== PROVIDED INFORMATION

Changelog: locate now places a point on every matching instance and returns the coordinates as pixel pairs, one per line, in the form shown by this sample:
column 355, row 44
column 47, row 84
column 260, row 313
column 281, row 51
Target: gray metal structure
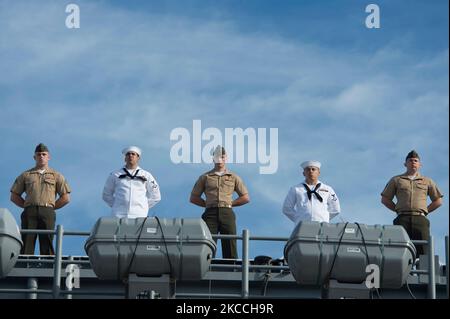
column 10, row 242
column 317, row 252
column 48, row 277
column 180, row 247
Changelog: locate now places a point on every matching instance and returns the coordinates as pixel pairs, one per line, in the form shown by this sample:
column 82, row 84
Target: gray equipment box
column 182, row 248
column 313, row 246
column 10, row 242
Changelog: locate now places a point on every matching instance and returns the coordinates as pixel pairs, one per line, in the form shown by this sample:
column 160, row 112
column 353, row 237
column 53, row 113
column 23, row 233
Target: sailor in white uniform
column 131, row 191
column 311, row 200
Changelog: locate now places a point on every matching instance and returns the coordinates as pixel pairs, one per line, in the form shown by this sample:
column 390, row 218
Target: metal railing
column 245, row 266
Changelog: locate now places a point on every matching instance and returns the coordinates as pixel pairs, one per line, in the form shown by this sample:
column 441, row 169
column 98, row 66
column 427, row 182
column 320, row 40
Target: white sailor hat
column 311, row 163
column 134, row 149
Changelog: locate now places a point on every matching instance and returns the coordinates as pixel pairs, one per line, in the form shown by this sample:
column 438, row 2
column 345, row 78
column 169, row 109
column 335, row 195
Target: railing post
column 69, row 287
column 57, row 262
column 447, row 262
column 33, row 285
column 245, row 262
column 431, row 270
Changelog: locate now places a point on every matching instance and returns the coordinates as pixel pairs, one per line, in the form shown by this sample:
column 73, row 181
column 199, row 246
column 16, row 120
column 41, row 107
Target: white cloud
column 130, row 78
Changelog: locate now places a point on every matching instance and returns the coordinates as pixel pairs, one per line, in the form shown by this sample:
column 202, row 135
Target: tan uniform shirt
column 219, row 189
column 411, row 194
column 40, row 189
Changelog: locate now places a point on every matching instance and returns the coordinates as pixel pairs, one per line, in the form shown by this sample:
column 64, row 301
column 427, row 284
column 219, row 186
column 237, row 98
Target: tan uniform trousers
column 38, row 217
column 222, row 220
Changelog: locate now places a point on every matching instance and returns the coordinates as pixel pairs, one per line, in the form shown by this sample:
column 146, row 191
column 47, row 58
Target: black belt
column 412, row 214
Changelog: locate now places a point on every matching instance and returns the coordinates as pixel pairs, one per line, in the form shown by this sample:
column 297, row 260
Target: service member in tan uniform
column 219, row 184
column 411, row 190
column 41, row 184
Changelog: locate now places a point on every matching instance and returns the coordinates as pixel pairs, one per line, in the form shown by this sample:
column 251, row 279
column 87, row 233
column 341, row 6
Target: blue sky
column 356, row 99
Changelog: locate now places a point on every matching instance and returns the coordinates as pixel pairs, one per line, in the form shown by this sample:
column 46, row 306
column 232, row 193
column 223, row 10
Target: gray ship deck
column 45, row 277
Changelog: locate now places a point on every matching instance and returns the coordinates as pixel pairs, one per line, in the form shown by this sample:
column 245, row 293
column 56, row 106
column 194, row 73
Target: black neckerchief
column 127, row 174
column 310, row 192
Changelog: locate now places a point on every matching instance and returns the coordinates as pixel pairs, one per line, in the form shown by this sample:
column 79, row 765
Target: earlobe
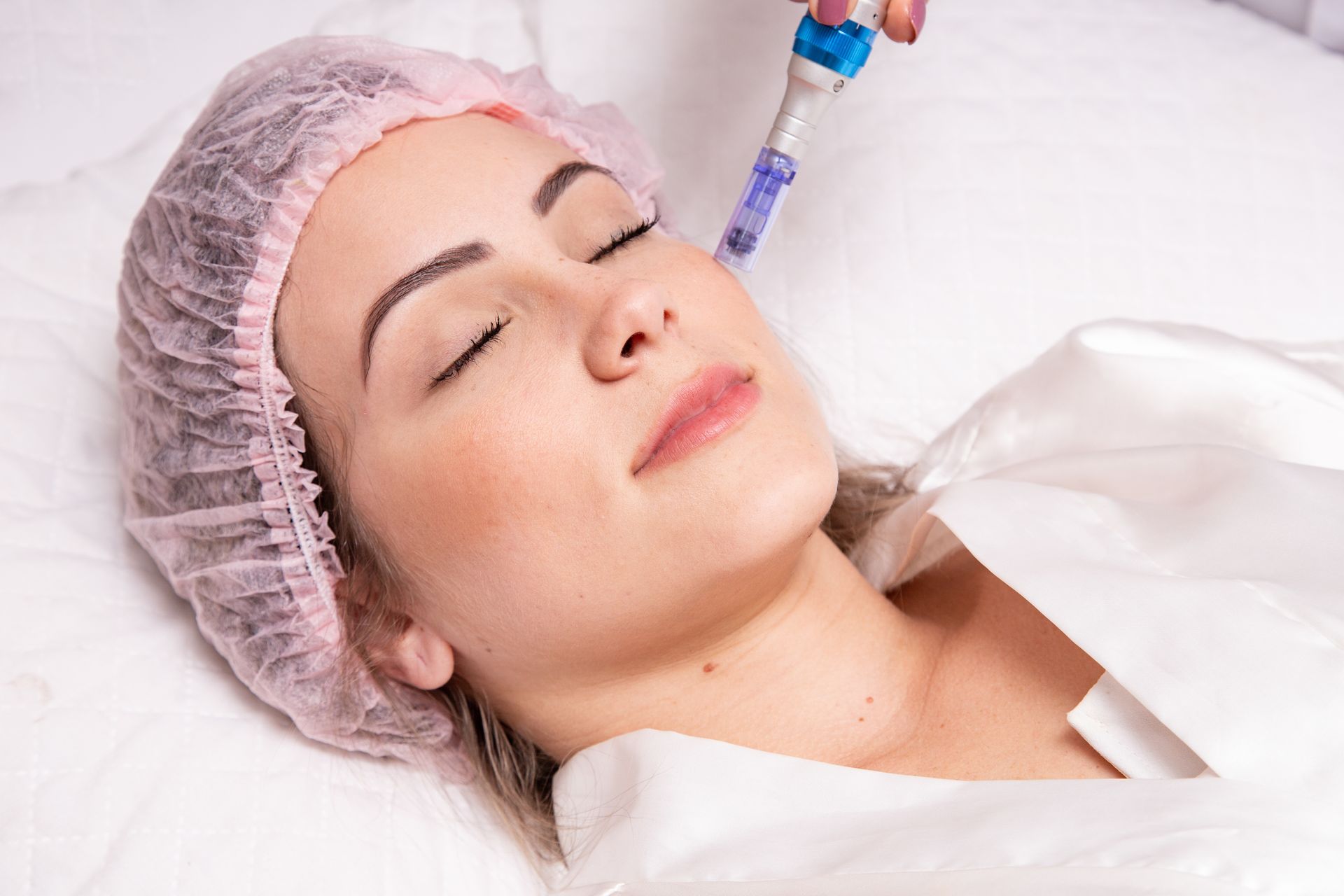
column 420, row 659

====

No picture belongs in the answer; the rest of the records must be repeated exactly.

Changelog: locate now places a point on every matching instance and returns the coordinates as pixel pairs, one per line, in the form shown by this sample:
column 355, row 44
column 47, row 84
column 260, row 313
column 281, row 51
Target: gray metal structure
column 10, row 242
column 317, row 252
column 48, row 277
column 180, row 247
Changelog: locate now places a point on every matching instance and returns the coordinates as pixel pairs, one per line, in the form shown by this sample:
column 82, row 84
Target: gray equipment box
column 182, row 248
column 313, row 246
column 10, row 242
Changelog: locate now places a point on every matching instance and returns the coordinates as pixel pairs, one per line, in the form shown by this sample:
column 160, row 112
column 353, row 237
column 53, row 113
column 23, row 233
Target: sailor in white uniform
column 131, row 191
column 311, row 200
Changelog: locate now places a point on every matching instance and returns the coordinates as pixel pairs, one per line, in the form shown by this sample:
column 390, row 218
Target: metal railing
column 245, row 266
Changelog: locate now places a point on every matching instance and returns the coordinates as pixel pairs, one per line, in the form shown by this sample:
column 441, row 169
column 98, row 66
column 427, row 182
column 320, row 40
Target: white sailor hat
column 311, row 163
column 134, row 149
Changelog: locate now places a point on every matching instance and returns the coordinates as pixel pairs, one per line, in the form shown by this sample:
column 438, row 2
column 345, row 78
column 169, row 109
column 335, row 195
Target: railing post
column 69, row 287
column 57, row 262
column 447, row 262
column 33, row 285
column 245, row 262
column 431, row 270
Changelog: locate now places a point on every matching instance and returns the coordinates as pixel pairs, one per line, in the form shown by this sample:
column 73, row 181
column 199, row 246
column 16, row 120
column 41, row 107
Target: white cloud
column 130, row 78
Changelog: locate now places a point on every matching instance and returns the coordinates as pixel pairs, one per line, in the form shown by this sample:
column 202, row 135
Target: tan uniform shirt
column 219, row 189
column 411, row 194
column 40, row 189
Changelog: locate now places a point on every matching instance and returns the coordinates as pixel pairs, one per line, in the form shown by this sample:
column 64, row 301
column 427, row 284
column 219, row 186
column 237, row 98
Target: tan uniform trousers
column 38, row 217
column 222, row 220
Changelog: locate now places a point on every matching instance and returns the coordinates as pixel pairs, one per line, in the form shown by this sample:
column 146, row 191
column 47, row 58
Target: black belt
column 412, row 214
Changelog: locate now places a point on every matching instance and returns the coordinates as pixel pairs, one per line, in the form shown by this sample:
column 297, row 260
Target: service member in tan uniform
column 219, row 184
column 411, row 190
column 41, row 184
Changelog: locate now places a point on every matching instance and returns the coordinates as pixel pairs, one per line, in the form shown by this sample:
column 251, row 279
column 87, row 233
column 341, row 6
Target: blue sky
column 356, row 99
Changelog: locate now places a point on every matching instance and returns the coordinates as pixel pairs, one per line, in the form shown by this sample:
column 46, row 306
column 232, row 193
column 223, row 10
Target: gray ship deck
column 45, row 277
Changelog: locate now places a point on every matching instance and returns the coordinates as pixel pairs, one per line, in the form shown by this sample:
column 245, row 293
column 56, row 106
column 194, row 73
Target: black neckerchief
column 127, row 174
column 310, row 192
Changelog: locate now places a point on every matching instance and returns the coordinates as pixel pairs, one per line, in the form shown by this sample:
column 79, row 765
Target: earlobe
column 420, row 659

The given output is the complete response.